**What you have to do**
Can you give all the records again without altering a single character?
------------------------------------
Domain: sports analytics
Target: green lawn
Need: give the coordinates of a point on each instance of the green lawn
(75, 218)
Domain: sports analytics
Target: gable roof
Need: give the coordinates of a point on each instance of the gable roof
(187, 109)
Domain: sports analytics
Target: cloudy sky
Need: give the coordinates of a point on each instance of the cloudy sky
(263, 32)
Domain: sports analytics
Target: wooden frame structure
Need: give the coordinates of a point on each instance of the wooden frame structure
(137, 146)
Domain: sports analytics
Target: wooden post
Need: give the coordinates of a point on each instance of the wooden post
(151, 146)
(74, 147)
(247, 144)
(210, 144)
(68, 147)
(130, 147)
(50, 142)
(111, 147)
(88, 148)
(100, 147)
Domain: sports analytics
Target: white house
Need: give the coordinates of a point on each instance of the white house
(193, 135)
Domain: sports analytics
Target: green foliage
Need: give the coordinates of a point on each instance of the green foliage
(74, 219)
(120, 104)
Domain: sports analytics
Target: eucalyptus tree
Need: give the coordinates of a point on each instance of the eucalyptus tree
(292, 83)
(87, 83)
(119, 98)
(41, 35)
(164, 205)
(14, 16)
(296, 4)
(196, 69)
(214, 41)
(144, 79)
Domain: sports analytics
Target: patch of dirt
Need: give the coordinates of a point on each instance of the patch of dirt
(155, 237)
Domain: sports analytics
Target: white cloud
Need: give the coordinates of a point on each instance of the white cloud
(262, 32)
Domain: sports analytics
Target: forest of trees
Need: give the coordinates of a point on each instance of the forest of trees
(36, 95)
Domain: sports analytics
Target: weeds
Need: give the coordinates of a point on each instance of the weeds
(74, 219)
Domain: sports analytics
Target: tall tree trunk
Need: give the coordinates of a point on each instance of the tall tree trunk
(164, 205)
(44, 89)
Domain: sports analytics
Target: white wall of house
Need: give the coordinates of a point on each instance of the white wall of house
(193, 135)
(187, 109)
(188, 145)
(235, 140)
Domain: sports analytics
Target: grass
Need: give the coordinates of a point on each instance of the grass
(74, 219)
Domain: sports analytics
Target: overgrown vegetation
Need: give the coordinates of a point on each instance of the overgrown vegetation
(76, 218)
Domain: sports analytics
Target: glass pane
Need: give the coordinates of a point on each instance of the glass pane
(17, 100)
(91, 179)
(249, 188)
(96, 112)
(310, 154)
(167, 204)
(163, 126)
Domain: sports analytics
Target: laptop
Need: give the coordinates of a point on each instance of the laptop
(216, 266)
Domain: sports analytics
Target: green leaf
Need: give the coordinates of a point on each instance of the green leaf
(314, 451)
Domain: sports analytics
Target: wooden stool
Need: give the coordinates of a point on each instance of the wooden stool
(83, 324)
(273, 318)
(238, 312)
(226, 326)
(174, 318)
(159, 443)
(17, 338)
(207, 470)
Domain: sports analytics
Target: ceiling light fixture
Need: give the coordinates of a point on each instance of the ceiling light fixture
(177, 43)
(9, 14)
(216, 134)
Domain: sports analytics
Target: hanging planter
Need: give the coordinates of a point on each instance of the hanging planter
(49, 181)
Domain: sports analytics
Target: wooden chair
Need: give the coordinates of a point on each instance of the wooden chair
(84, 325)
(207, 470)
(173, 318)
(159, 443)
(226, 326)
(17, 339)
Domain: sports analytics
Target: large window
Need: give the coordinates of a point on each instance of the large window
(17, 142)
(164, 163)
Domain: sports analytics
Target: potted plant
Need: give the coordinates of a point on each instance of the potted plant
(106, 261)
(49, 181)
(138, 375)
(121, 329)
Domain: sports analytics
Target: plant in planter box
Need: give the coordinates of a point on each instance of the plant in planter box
------------------------------------
**Response to this exercise**
Domain: sports analytics
Target: green lawn
Need: give the coordinates of a point on each instance of the green lawn
(75, 218)
Domain: sports analytics
Target: gable roof
Need: give the coordinates of a point on each instance of the gable roof
(187, 109)
Domain: sports analytics
Target: cloudy sky
Need: give the coordinates of a point on each instance of the cloudy sky
(263, 32)
Domain: sports analytics
Target: wooden frame structure
Need: give the coordinates of a point on each instance of the wooden frame structure
(137, 146)
Domain: sports analytics
Target: wooden post
Need: give the coordinates of a point on each instance of the wooden post
(151, 146)
(74, 147)
(247, 144)
(210, 144)
(68, 147)
(130, 147)
(50, 142)
(111, 147)
(88, 148)
(100, 147)
Domain: sports analytics
Target: white house
Need: give the coordinates of a point on each instance of the white house
(193, 135)
Domain: sports analytics
Target: green foliage
Need: give the coordinates of a point on each instance of the green foliage
(74, 219)
(120, 104)
Domain: sports analytics
Target: eucalyptus tree
Need: give the coordinates of a point on each instance of the eucalyptus tree
(292, 83)
(87, 83)
(119, 98)
(41, 35)
(164, 205)
(14, 16)
(296, 4)
(196, 69)
(214, 41)
(144, 79)
Domain: sports analytics
Target: patch of dirt
Need: give the coordinates of a point on each instance of the patch of dirt
(155, 237)
Domain: sports analytics
Target: white cloud
Need: give the coordinates of a point on each instance of the white cloud
(262, 32)
Domain: sports analytics
Target: forest of trees
Need: give the coordinates of a point on each instance of the forest of trees
(36, 95)
Domain: sports analytics
Target: weeds
Need: give the coordinates of a point on each instance of the weeds
(74, 219)
Domain: sports analytics
Target: tall tree trunk
Need: give the coordinates of a point on each instance of the tall tree trunk
(164, 205)
(44, 89)
Domain: sports analytics
Target: white wall of house
Need: give the coordinates of a point on each instance of the white wall of house
(193, 135)
(187, 109)
(188, 145)
(235, 140)
Domain: sports analytics
Target: grass
Need: give the coordinates of a point on each instance of the grass
(74, 219)
Domain: sports analytics
Target: overgrown vegetation
Need: give the coordinates of a point on each instance of the overgrown vegetation
(76, 218)
Domain: sports analytics
Target: glass pane
Need: give the coordinates of a point on each instance of the glass pane
(17, 100)
(91, 179)
(249, 188)
(96, 112)
(310, 154)
(167, 204)
(163, 126)
Domain: sports analytics
Target: laptop
Need: give the coordinates of a point on each instance of the laptop
(216, 266)
Domain: sports analytics
Target: green leaf
Need: give the coordinates of a point on each instance of the green leaf
(314, 451)
Domain: sports analytics
Target: wooden stool
Need: give the coordinates of a point on each instance of the wooden stool
(83, 324)
(273, 318)
(238, 312)
(226, 326)
(174, 318)
(159, 443)
(17, 338)
(207, 470)
Domain: sports analytics
Target: ceiling light fixture
Need: give the coordinates of a point on each instance of the ceiling light fixture
(177, 43)
(9, 14)
(216, 134)
Domain: sports analytics
Target: hanging planter
Need: give the coordinates of a point on each instance of the hanging planter
(49, 181)
Domain: sports analytics
Target: wooden chair
Need: give the coordinates of a point on each instance of the wooden chair
(84, 325)
(207, 470)
(173, 318)
(159, 443)
(226, 326)
(17, 339)
Domain: sports analytics
Target: large window
Need: give the coordinates of a point on each instance of the large window
(17, 142)
(164, 163)
Domain: sports analytics
Target: potted plant
Need: give the coordinates of a point on each instance of the potted plant
(106, 261)
(49, 181)
(138, 375)
(121, 329)
Domain: sports analytics
Target: plant in planter box
Need: give the coordinates of a point on each instance of the plant in planter box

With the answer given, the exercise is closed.